-- INSTRUCTIONS FOR THE TASK --
Which lines in the items below contain the word "positive"? Pull out every such line, matching case exactly.

-- RECORDS FOR THIS EXERCISE --
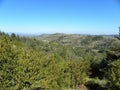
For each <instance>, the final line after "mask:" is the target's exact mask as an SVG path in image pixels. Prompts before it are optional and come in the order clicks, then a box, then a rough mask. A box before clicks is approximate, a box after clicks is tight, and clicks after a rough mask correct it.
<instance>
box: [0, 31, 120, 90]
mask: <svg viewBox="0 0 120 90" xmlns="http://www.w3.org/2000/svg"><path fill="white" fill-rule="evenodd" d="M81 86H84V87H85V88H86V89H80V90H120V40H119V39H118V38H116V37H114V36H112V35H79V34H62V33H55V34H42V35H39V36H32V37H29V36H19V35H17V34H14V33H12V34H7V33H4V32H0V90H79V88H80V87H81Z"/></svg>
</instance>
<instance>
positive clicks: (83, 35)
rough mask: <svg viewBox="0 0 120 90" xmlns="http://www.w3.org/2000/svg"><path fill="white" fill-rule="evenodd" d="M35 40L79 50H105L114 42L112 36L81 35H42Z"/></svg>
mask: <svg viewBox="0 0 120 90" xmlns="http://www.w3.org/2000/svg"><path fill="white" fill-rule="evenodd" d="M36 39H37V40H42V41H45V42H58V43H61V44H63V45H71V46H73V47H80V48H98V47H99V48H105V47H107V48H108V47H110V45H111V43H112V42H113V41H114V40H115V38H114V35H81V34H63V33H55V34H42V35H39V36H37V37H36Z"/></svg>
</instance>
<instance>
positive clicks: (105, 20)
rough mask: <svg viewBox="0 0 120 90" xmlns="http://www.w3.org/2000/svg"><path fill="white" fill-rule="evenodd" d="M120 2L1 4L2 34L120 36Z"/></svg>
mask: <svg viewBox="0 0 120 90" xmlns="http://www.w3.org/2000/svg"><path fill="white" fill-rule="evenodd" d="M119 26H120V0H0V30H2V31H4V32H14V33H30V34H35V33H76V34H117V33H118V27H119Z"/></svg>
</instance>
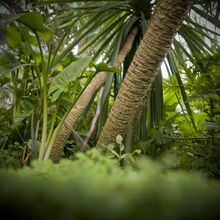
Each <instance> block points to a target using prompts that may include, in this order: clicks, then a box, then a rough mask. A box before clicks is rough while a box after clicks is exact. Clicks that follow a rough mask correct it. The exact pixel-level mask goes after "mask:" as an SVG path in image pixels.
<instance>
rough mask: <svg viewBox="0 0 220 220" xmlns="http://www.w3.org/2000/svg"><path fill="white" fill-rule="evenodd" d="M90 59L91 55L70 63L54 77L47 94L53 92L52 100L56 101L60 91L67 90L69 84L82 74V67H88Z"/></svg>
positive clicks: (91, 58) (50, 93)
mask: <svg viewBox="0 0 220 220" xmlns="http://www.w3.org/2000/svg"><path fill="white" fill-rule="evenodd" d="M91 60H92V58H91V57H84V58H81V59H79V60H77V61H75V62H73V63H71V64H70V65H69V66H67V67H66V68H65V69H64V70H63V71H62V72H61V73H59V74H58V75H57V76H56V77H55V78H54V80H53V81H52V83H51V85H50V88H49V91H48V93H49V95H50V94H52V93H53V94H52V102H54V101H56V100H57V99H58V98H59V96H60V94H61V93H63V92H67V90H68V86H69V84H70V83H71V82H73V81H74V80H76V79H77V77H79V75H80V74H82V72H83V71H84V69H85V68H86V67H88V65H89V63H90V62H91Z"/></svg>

==

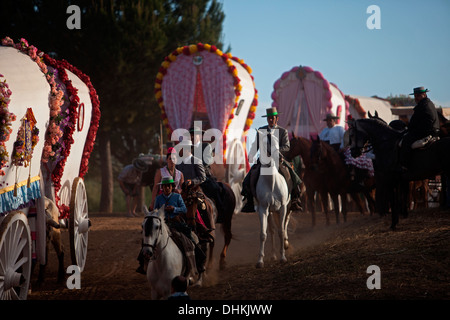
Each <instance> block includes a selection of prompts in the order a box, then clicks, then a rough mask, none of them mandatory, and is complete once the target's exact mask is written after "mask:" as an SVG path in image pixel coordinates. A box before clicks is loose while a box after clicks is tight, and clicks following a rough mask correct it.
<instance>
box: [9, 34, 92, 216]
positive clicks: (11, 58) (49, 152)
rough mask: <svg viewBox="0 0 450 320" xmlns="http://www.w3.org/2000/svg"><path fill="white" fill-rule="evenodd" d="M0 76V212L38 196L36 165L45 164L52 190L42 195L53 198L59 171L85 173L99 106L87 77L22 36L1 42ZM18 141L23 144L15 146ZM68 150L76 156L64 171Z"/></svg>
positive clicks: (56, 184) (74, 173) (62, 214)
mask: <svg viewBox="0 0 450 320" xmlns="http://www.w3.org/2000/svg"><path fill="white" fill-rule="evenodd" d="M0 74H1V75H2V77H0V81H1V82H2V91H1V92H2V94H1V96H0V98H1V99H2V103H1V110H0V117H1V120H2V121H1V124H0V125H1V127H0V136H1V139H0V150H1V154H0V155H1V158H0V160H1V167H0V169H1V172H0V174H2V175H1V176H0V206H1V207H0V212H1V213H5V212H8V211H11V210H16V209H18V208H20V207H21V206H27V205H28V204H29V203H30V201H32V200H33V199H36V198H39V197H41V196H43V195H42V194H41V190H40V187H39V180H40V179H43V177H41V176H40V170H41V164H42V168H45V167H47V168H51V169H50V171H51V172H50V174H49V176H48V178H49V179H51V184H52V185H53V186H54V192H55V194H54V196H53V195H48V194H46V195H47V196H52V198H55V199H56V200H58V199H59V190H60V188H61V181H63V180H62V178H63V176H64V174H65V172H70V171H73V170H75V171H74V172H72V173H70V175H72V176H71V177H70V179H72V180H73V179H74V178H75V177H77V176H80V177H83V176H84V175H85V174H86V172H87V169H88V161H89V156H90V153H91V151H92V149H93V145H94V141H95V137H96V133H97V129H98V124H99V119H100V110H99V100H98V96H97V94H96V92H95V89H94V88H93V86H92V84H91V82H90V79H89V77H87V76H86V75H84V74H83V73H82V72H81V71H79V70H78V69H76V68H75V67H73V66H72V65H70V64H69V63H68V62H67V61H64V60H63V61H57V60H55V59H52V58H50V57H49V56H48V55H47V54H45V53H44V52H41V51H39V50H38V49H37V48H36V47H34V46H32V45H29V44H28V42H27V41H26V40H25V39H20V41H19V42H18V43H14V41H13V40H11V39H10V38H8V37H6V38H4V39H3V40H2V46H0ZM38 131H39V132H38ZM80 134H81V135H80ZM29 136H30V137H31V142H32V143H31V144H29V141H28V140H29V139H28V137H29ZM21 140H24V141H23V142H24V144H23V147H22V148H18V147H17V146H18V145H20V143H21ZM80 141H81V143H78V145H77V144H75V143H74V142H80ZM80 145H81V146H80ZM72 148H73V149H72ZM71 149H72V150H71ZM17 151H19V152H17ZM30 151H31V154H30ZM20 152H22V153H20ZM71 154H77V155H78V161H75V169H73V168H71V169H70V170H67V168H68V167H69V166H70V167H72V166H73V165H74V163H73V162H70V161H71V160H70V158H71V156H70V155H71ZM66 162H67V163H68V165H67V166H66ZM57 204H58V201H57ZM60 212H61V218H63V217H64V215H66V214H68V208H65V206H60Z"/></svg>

-- RESPONSE --
positive clicks: (83, 35)
positive clicks: (105, 20)
positive clicks: (91, 58) (50, 93)
positive clicks: (11, 58) (49, 152)
positive clicks: (56, 184) (74, 173) (62, 214)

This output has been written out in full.